[Free-text object descriptions]
--- --- ---
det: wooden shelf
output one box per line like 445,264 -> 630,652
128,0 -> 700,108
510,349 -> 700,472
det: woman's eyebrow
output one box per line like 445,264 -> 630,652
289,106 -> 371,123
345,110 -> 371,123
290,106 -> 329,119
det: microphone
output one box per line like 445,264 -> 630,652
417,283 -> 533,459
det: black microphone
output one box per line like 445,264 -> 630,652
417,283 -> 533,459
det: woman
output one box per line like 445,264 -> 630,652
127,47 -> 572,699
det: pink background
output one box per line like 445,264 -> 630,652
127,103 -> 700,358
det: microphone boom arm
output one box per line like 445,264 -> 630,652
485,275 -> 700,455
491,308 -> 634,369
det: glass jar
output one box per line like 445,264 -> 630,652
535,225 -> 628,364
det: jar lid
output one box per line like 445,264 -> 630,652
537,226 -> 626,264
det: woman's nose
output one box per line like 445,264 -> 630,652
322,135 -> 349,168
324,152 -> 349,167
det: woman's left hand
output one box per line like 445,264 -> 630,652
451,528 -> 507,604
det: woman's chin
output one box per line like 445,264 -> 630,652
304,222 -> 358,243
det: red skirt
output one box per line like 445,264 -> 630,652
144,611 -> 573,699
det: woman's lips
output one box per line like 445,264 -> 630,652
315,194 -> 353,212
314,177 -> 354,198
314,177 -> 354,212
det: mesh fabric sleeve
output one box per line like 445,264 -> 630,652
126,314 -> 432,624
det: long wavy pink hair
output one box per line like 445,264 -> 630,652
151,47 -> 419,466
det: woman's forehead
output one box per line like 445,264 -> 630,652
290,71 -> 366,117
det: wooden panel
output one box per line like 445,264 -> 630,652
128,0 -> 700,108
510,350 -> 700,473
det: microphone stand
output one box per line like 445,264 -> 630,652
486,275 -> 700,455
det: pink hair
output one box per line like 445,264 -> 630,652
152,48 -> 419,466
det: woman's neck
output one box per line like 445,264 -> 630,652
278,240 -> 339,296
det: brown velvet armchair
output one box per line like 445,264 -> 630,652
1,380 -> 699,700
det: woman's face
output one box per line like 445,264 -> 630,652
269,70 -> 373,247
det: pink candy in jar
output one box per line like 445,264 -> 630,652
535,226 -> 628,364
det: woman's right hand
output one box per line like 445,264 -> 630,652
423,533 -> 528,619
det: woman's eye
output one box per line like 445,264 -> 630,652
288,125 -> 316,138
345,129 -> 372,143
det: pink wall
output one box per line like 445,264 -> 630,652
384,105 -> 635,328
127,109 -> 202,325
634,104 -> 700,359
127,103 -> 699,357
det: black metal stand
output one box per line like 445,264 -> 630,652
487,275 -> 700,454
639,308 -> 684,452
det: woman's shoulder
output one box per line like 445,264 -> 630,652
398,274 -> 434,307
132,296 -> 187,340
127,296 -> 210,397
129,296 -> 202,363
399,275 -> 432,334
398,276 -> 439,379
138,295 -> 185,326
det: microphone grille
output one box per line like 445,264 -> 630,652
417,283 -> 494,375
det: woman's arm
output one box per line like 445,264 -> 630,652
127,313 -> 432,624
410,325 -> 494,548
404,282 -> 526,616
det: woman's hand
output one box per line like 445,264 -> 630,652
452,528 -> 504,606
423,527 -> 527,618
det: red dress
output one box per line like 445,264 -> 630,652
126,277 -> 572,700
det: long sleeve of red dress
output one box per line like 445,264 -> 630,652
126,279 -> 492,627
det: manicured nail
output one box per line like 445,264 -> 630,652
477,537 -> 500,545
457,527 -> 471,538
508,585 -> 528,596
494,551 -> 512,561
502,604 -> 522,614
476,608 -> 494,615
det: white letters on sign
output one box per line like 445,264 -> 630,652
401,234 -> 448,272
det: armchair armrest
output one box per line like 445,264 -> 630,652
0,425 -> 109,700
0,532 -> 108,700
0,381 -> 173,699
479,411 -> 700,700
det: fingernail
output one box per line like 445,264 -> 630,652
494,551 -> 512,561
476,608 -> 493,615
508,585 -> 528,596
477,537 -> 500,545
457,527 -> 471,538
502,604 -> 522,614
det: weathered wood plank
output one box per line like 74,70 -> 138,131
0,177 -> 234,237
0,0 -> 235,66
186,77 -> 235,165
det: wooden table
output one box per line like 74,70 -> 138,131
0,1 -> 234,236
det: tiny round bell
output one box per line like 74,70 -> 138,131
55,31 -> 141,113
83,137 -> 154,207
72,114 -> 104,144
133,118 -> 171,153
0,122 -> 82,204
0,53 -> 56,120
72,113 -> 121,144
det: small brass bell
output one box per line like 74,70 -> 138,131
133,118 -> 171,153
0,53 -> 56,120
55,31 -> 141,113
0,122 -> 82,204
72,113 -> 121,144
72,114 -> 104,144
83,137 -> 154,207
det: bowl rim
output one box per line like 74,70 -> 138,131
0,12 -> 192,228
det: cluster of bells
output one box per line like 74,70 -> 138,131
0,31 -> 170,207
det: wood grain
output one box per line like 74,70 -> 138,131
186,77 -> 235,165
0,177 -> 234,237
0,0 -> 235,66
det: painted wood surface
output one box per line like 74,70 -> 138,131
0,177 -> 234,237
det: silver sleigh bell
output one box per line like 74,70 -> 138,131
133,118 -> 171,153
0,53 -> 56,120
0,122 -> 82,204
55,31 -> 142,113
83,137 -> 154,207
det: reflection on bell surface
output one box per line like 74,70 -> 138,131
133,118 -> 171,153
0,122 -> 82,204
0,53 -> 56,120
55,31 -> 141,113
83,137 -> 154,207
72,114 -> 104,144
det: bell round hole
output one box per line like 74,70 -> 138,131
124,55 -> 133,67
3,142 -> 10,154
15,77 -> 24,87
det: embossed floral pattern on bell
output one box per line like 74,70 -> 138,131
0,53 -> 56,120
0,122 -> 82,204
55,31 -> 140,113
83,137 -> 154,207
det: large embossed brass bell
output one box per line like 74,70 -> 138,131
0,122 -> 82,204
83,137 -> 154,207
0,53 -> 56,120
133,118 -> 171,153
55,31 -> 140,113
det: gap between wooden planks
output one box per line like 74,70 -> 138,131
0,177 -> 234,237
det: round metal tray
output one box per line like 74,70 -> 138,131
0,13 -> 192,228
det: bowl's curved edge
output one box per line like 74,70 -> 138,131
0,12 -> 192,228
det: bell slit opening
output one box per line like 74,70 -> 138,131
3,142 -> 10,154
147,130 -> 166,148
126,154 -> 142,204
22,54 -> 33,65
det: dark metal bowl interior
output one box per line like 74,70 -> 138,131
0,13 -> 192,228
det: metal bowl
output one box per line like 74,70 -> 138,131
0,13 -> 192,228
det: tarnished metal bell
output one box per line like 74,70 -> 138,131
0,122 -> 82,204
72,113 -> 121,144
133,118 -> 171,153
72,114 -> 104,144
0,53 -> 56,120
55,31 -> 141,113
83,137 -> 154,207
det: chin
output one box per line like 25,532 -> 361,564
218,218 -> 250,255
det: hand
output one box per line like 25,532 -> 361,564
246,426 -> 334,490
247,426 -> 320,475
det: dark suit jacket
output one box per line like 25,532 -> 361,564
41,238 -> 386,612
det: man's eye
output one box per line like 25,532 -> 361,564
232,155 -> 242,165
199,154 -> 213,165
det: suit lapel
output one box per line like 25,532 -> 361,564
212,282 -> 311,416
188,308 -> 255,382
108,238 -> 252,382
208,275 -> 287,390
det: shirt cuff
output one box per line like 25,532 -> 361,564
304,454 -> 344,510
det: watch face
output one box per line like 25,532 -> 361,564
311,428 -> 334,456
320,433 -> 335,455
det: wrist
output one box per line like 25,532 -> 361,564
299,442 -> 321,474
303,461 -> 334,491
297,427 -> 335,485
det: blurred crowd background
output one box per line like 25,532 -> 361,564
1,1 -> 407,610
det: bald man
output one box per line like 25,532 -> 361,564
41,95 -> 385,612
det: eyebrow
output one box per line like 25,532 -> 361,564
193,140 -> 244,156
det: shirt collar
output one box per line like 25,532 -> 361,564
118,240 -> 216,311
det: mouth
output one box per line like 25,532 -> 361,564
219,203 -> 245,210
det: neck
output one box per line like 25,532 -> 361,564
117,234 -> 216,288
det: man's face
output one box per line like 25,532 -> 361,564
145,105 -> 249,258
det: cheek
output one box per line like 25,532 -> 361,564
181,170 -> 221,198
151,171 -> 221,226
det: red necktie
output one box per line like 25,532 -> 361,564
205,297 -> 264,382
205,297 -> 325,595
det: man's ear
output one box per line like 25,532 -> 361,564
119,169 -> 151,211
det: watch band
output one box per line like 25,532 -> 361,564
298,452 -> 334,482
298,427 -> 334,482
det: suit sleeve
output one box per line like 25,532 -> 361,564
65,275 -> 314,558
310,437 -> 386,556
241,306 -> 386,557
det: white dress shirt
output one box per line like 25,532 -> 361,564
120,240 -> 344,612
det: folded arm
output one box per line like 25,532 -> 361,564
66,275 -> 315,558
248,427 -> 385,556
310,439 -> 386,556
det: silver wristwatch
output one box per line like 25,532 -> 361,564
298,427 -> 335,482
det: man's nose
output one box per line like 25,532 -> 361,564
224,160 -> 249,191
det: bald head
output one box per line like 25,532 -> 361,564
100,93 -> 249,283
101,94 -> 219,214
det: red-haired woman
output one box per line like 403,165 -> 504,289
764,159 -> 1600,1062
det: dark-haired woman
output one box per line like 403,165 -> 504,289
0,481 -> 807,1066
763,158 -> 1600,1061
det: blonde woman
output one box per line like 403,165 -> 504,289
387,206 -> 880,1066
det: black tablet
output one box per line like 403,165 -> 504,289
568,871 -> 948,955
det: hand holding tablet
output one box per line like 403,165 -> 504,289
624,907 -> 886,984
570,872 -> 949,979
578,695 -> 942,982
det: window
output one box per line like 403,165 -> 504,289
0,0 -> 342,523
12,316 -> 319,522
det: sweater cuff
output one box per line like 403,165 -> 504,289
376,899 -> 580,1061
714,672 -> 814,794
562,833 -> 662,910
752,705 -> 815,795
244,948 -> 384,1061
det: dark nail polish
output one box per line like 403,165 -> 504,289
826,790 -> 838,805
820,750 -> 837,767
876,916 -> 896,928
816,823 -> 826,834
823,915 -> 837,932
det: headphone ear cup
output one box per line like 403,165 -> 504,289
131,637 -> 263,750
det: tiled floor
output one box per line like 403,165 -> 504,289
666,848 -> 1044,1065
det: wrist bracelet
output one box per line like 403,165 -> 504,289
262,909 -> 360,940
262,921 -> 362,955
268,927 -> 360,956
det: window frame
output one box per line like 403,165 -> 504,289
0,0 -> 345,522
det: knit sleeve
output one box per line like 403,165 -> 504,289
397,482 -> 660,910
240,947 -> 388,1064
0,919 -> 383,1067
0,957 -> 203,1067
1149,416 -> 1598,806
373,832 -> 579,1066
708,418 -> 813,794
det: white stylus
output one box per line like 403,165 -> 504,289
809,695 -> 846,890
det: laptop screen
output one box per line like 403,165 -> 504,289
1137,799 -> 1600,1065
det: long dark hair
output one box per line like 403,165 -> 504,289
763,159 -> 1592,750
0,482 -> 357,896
--- --- ---
**WHAT THIS TASK INVOLVES**. Above are some records; copy exactly the lines from the one with "det: dark metal bowl interior" through the one with "det: dark suit jacket", both included, and no others.

**EXERCISE RESULT**.
det: dark metal bowl interior
output one box per line like 74,70 -> 138,131
0,13 -> 192,228
det: metal bowl
output one box per line like 74,70 -> 138,131
0,13 -> 192,228
det: tarnished metal bell
output one box per line like 74,70 -> 138,131
0,122 -> 82,204
72,113 -> 121,144
133,118 -> 171,153
72,114 -> 104,144
0,53 -> 56,120
55,31 -> 141,113
83,137 -> 154,207
det: chin
output one box per line like 25,532 -> 361,564
218,218 -> 250,255
det: hand
output one box per line like 25,532 -> 361,564
246,426 -> 334,490
247,426 -> 320,475
det: dark suit jacket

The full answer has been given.